## DIRECTIONS
A – Echo the passage about the Culpeper house from "Seventy miles south" to "that happened here.", keeping every word and mark the same.
B – Summarize the passage about the Culpeper house in two sentences.
C – Go on with the passage about the Culpeper house, picking up right after its last sentence.

## SUPPLIED TEXT
:::::

Seventy miles south of Washington, DC, is the town of Culpeper, Virginia, a pretty little burg of 10,000 with views of the Blue Ridge Mountains. Culpeper is the sort of place where your social circle is defined by which of the 30-odd Christian churches you belong to, the tallest edifice in town is the Southern Baptist steeple, and the Wal-Mart parking lot is full at 11pm on a Saturday night. George Washington surveyed the town’s limits in 1749–and, according to a local joke, that’s the last interesting thing that happened here.
The solid, red-brick corner house at 409 Macoy Avenue seems transplanted from another planet. On a block of crewcut lawns and military-corner boxwoods, this yard is veiled by a scrim of soaring, lacy bamboo. Cross the front porch and the first thing you spot is a quote by Emma Goldman on the front door: “Atheism is the eternal yea to life, purpose, and beauty.” Well, that’s a breath of fresh air; this town was starting to make you feel a little paranoid. Then you notice there’s no doorbell, only a large Chinese gong, which makes a sonorous clang when you tentatively tap it with the drumstick hanging nearby.
And the smiling blonde woman who opens the front door looks far less like the natives you’ve met than like a young Swedish university professor. Which, it turns out, she is. Introducing herself as Merrie Shaker Pettie, female skeptic, she explains in softly accented but fluent English that she arrived two years ago from Stockholm, where she worked as a lecturer in philosophy. Her father was American, and she moved here when a relative bequeathed her this house.
Inside, the house has the same zen/zany elegance as outside. It’s nothing less than a live-in library, with bookshelves lining every wall including the kitchen and bedrooms. A large globe hangs from the living room ceiling. Upstairs, there’s a photo of two horses having sex. Out back is a hot tub, while two large Southern-style screen porches are set up as lounges looking out on the bamboo grove.

:::::

## EXCERPTED DATA
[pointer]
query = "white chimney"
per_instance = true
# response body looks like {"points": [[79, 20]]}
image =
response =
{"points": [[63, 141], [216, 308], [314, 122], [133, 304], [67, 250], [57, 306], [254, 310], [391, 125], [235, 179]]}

:::::

## ANSWERS BY TASK
A –
Seventy miles south of Washington, DC, is the town of Culpeper, Virginia, a pretty little burg of 10,000 with views of the Blue Ridge Mountains. Culpeper is the sort of place where your social circle is defined by which of the 30-odd Christian churches you belong to, the tallest edifice in town is the Southern Baptist steeple, and the Wal-Mart parking lot is full at 11pm on a Saturday night. George Washington surveyed the town’s limits in 1749–and, according to a local joke, that’s the last interesting thing that happened here.

B – Culpeper, Virginia, is a small, church-centered town seventy miles south of Washington, DC, where the red-brick house at 409 Macoy Avenue stands out with its bamboo-veiled yard, an Emma Goldman quote on the front door, and a Chinese gong in place of a doorbell. Its owner, Merrie Shaker Pettie, is a former Stockholm philosophy lecturer who inherited the house and has filled it with bookshelves, a hanging globe, a hot tub, and screen porches looking out on the bamboo grove.

C –
And more quotes. On a kitchen shelf, “I believe in God, only I spell it Nature–Frank Lloyd Wright.” Next to the sofa, “There is nothing stable in the world; uproar’s your only music.–John Keats.” Nietzsche is in there somewhere.
A Laboratory for Living Well
Pettie, 42, is launching a unique clubhouse–she calls it a social laboratory–for freethinkers. After she gives you the grand tour, curled up over steaming cups of tea in the cozy Biographies section, you ask her to clarify.
“It’s a global, live-in or live-out, mutual aid society for experimenting with how to live well in a godless world.” Sounds good. Who’s invited? She rattles off: “Skeptics, free inquirers, perspectivists, agnostics, Franklinites, infidels, eupraxsophists, sinners, secularists, postconventionals, and other persons with a good sense of humor–a/k/a perspective.”
Freethinkers who meet these stern criteria can tap into the network to help solve their problems, find partners or jump-start their visions, according to Pettie. Just hanging out and enjoying the laissez-faire ambience is an option, too. But primarily it’s a problem-solving center to help skeptics advance their projects. Pettie describes her role as helping skeptics find whatever they need, be it brainstorming, visioneering, like-minded allies or incubation for an idea–including, in some cases, helping deserving entrepreneurs to connect with “angels” (private investors) to back their projects.
“It’s kind of a drop-in think tank, where you can live in or out, and stay a day or a year,” she sums up. “It’s both an oasis for the present and an incubator for the future.” And skepticism is unquestionably humanity’s future, Pettie contends.
At the nucleus of this rather mind-bending vision are Pettie and her five-bedroom house, which serves as clubhouse, guesthouse, office and incubator. She says there’s an associated dacha, or country house, about a half-hour away in the Blue Ridge foothills which can be used for group or solo retreats.
Like Gora’s Positive Atheism and multiple other variations, the brand of secularism practiced here is inherently proactive. “Sooner or later, people will accept that no deus ex machina is going to swoop down and save the world, that it’s incumbent on humans to build a heaven on earth,” Pettie says. The purpose of the live-in lab is to support this proactive, practical view of skepticism.
“I don’t have any particular answers. Just a question: how can we help you?” she says.
Best of all: no charges, dues or fees. The society runs a free listing service, logging visitors’ needs or wants, then works one-on-one with people to help them solve their problems.
Debunking vs. De-Funking
How does Pettie’s strategy fit in with those of the existing skeptics’ organizations? “I really like the debunkers. But I’m a de-funker,” she laughs. “My mission is to give hands-on help for freethinkers who are trying to connect with people on their wavelength, or to launch something.”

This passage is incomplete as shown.